>> START

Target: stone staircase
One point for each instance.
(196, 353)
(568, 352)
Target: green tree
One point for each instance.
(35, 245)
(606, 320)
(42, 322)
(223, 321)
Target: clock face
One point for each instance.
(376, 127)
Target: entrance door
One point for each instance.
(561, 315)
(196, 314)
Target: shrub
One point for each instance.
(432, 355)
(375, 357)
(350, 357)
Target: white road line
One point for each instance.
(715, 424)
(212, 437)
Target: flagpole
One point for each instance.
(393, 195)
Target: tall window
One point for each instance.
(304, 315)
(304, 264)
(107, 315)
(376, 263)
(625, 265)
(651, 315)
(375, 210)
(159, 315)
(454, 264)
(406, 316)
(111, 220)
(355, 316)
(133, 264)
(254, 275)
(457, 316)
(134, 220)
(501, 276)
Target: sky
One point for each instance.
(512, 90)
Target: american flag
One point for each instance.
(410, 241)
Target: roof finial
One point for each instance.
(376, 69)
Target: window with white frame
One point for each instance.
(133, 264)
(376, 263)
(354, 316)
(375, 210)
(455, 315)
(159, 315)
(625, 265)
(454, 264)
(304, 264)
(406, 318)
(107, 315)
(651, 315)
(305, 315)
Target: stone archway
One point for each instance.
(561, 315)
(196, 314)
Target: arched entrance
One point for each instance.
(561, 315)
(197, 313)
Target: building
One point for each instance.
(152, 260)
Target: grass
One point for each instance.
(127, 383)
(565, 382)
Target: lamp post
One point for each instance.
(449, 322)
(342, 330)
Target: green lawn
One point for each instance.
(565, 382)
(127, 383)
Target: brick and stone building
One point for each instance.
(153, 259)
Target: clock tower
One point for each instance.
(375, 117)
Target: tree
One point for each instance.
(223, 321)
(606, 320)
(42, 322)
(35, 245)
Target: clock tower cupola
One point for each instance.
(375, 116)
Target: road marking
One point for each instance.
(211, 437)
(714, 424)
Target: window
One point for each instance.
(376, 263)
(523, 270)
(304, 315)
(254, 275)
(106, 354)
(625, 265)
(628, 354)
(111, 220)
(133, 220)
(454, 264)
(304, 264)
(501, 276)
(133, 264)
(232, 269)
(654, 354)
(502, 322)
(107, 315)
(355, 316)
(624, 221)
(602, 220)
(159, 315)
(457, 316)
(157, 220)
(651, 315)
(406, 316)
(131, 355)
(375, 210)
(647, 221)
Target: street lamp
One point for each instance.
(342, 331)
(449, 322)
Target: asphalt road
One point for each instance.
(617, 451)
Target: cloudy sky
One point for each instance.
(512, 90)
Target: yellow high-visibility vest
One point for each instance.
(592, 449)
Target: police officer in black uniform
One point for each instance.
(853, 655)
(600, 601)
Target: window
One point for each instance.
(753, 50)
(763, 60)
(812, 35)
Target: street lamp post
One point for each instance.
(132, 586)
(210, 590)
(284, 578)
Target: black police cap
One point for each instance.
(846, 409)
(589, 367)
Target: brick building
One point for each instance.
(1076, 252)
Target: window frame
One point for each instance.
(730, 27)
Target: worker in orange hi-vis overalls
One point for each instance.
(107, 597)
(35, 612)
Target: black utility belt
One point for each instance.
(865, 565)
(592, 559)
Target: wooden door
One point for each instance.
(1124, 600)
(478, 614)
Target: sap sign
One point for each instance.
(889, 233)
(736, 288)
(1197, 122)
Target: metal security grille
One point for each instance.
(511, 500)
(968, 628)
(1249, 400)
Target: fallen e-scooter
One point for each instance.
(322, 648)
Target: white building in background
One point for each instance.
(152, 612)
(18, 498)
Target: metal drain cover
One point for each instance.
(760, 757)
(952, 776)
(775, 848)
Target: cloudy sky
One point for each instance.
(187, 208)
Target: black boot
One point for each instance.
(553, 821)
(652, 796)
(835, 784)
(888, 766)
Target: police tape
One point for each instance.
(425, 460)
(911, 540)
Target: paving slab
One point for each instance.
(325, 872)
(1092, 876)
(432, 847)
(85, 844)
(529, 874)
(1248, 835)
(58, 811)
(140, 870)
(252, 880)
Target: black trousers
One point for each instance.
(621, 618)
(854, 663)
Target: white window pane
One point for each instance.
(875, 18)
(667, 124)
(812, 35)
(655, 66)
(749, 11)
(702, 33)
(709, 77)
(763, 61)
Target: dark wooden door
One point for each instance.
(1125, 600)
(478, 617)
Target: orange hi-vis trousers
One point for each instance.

>> END

Copy every record above exactly as it appears.

Target: stone staircase
One point for each instance.
(196, 353)
(568, 352)
Target: green tree
One point for each instance.
(35, 245)
(606, 320)
(42, 322)
(223, 321)
Target: clock face
One point for each instance.
(376, 127)
Target: entrance door
One point for each instance.
(561, 315)
(196, 314)
Target: shrub
One point for each instance.
(432, 355)
(375, 357)
(350, 357)
Target: white road line
One point for each instance.
(715, 424)
(212, 437)
Target: flagpole
One point for each instance.
(393, 195)
Target: tall window
One point for each instance.
(304, 315)
(304, 264)
(107, 315)
(376, 263)
(625, 265)
(651, 315)
(375, 210)
(159, 315)
(454, 264)
(406, 316)
(111, 220)
(355, 316)
(133, 264)
(254, 275)
(457, 316)
(134, 220)
(501, 276)
Target: sky
One point for each instance.
(512, 90)
Target: american flag
One point for each instance.
(410, 241)
Target: roof finial
One point for each instance.
(376, 69)
Target: window with white frame
One point for each instance.
(133, 264)
(376, 263)
(354, 316)
(375, 210)
(455, 315)
(159, 315)
(625, 265)
(454, 264)
(304, 264)
(406, 318)
(107, 315)
(651, 315)
(305, 315)
Target: stone archway
One point for each instance.
(561, 315)
(196, 314)
Target: arched entrance
One point for each instance.
(561, 315)
(197, 313)
Target: building
One point for each instance.
(152, 260)
Target: grass
One point for each instance.
(127, 383)
(565, 382)
Target: lamp post
One point for each instance.
(449, 322)
(342, 330)
Target: green lawn
One point for each instance.
(565, 382)
(127, 383)
Target: brick and stone building
One point for each instance.
(153, 259)
Target: clock tower
One point for each instance.
(375, 117)
Target: tree
One point for each instance.
(223, 321)
(606, 320)
(42, 322)
(35, 245)
Target: clock tower cupola
One point for each instance.
(375, 116)
Target: road marking
One point for each instance.
(211, 437)
(714, 424)
Target: window
One point for each instance.
(376, 263)
(523, 270)
(304, 315)
(254, 275)
(106, 354)
(625, 265)
(628, 354)
(111, 220)
(133, 220)
(454, 264)
(304, 264)
(501, 276)
(133, 264)
(232, 269)
(654, 354)
(502, 322)
(107, 315)
(355, 316)
(624, 221)
(602, 220)
(159, 315)
(457, 316)
(157, 220)
(651, 315)
(406, 316)
(131, 355)
(375, 210)
(647, 221)
Target: street lamp
One point for each instance.
(342, 331)
(449, 322)
Target: asphalt road
One point for each instance.
(617, 451)
Target: cloudy sky
One point for each instance.
(512, 90)
Target: yellow high-visibility vest
One point for each instance.
(592, 449)
Target: police officer in black uniform
One point for each instance.
(853, 655)
(600, 601)
Target: window
One point for each instance.
(753, 50)
(763, 60)
(812, 35)
Target: street lamp post
One point for each instance.
(132, 586)
(210, 590)
(284, 578)
Target: black police cap
One point for each instance.
(846, 409)
(589, 367)
Target: brick building
One point for each instance.
(1076, 252)
Target: window frame
One point for each instance.
(730, 27)
Target: worker in orange hi-vis overalls
One point for each instance.
(107, 597)
(35, 612)
Target: black utility belt
One point for each instance.
(865, 565)
(592, 559)
Target: wooden door
One point for each instance.
(1124, 600)
(478, 614)
Target: sap sign
One point for each instance.
(889, 233)
(736, 288)
(1197, 122)
Target: metal security grille
One point for each instance.
(511, 500)
(968, 628)
(1249, 400)
Target: fallen e-scooter
One point for each instance.
(322, 648)
Target: white building in background
One point for each instance.
(152, 612)
(18, 498)
Target: metal drain cover
One point for each instance.
(760, 757)
(952, 776)
(775, 848)
Target: cloudy sky
One point for each instance.
(187, 208)
Target: black boot
One point for each instance.
(553, 821)
(652, 796)
(835, 784)
(888, 766)
Target: police tape
One point for each instance.
(425, 460)
(911, 540)
Target: paving slab
One point for each instance.
(325, 872)
(1092, 876)
(432, 847)
(85, 844)
(529, 874)
(1248, 835)
(58, 811)
(140, 870)
(252, 880)
Target: black trousers
One point for each instance.
(621, 618)
(854, 663)
Target: white window pane
One point for each instance.
(875, 18)
(667, 124)
(812, 35)
(655, 66)
(749, 11)
(702, 33)
(709, 77)
(763, 61)
Target: dark wooden door
One point for each instance.
(1125, 600)
(478, 617)
Target: orange hi-vis trousers
One point for each instance.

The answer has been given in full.